▸ **Aufgabenstellung**
In welchem Monat und Jahr kam die Familie laut dem Textauszug nach ihrer Flucht aus Palermo in Oldenburg an?

HÄNDE AM ALTAR

HÄNDE AM ALTAR

Die Abenteuer eines jungen kritischen und wissbegierigen Intellekts
Der Koffer | © Foto: Artur Becker

Der autobiografische Essay von Michele Sciurba erzählt in knappen Sätzen die Geschichte seiner familiären Herkunft, die Geschichte des Exils ‒ der Flucht aus Sizilien nach Norddeutschland, die Geschichte der Alienation und Integration in einem fremden Land, dann die Geschichte der Adoleszenz, der schulischen und der sozialen, kommt doch der Autor aus einer klassischen Arbeiterschicht. Er erzählt uns aber auch von der ersten Liebe und auch von seiner Faszination für die Linke und die Arbeiterbewegung, für das Kommunistische Manifest und für die Philosophie von Hegel und Marx, aber auf für den Soziologen Pierre Félix Bourdieu. So ist eine Art Selbstporträt entstanden ‒ ein Scann eines jungen kritischen und empfindsamen Intellekts, der erst lernen musste, die kulturellen und politischen Codes richtig zu deuten und für sich zu nutzen. Die Hauptrolle spielt allerdings ein alter Koffer, in dem Erinnerungen aufbewahrt werden, sakrale und profane Schätze des Autors.

I. Der Koffer

Der grüne Schrankkoffer aus Sizilien: In meiner Erinnerung ist er im Laufe der Jahre eine Art Denkmal unserer Flucht geworden. Wir flohen von Palermo nach Oldenburg — aber dieser Satz klingt für mich heute falsch, als hätte jemand ein Versprechen gebrochen. Wir kamen im Februar 1972 an, vier Kinder, zwei Erwachsene, und uns begrüßte eine Kälte, die so anders war als alles, was wir kannten. Der Norden empfing uns, als wollte er sagen: Ihr gehört nicht hierher. Noch nicht. Und vielleicht nie.

▸ **Erfasste Angaben**

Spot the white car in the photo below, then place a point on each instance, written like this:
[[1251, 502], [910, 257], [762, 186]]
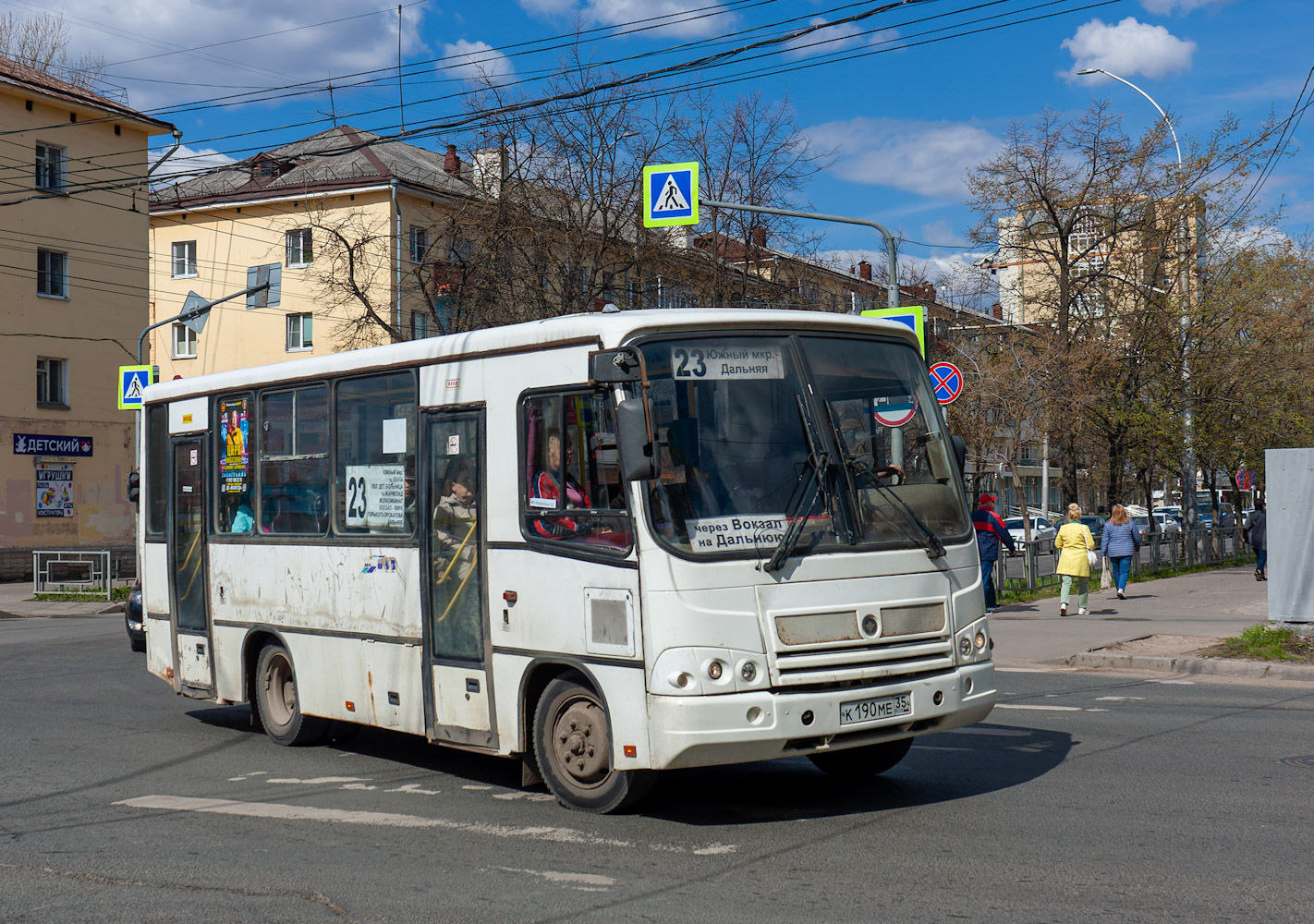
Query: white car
[[1040, 529]]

▸ **Antwort**
Im Februar 1972.